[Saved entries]
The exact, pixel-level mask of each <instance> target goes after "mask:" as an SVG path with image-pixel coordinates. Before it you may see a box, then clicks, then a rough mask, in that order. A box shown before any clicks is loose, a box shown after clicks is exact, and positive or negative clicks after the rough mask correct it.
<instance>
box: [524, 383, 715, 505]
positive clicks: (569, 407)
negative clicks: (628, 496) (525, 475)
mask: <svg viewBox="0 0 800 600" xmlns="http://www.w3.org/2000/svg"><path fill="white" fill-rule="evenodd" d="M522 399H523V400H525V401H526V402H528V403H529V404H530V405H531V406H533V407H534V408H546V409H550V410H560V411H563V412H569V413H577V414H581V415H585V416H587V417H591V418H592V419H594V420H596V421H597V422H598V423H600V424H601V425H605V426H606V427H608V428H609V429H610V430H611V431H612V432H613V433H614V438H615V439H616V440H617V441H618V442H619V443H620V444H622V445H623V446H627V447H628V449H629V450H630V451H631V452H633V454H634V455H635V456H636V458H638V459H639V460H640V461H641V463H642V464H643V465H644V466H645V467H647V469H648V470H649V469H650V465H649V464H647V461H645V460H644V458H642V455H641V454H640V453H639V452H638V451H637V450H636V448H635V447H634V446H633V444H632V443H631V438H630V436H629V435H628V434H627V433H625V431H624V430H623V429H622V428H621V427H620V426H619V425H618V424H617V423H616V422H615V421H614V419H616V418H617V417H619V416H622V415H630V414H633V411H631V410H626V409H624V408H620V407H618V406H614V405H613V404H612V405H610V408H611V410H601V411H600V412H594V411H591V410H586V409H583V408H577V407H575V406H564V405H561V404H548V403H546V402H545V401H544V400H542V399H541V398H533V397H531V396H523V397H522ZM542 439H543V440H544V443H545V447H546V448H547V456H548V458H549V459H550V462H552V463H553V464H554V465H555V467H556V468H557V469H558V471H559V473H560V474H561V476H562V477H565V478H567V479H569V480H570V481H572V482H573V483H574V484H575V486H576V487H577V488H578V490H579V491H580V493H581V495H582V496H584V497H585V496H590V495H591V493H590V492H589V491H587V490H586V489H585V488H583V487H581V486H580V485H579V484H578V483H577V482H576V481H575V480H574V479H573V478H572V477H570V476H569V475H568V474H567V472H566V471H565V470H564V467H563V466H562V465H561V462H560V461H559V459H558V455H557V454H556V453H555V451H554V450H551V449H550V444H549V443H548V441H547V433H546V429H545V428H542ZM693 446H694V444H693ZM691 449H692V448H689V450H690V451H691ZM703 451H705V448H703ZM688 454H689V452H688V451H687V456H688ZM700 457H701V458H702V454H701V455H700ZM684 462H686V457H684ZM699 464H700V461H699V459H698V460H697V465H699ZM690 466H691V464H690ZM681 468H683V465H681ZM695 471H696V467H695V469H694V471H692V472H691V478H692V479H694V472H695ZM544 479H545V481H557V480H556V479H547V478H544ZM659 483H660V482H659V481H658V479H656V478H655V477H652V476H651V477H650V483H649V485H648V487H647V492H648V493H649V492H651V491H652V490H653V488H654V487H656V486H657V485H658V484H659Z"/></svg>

Work instructions ▸ What is wanted is every line from the first line of the entries through the line that contains "positive clicks: (569, 407)", given again exactly.

Output of the exercise ▸
The exact, pixel-level mask of each <instance> target goes after "mask:" as an SVG path with image-pixel coordinates. Before it you may see a box, then clicks, then a rough mask, in that order. A box shown before any clicks is loose, a box shown after clicks is exact, and positive or negative clicks after the rough mask correct it.
<instance>
box: [524, 383, 715, 505]
positive clicks: (569, 407)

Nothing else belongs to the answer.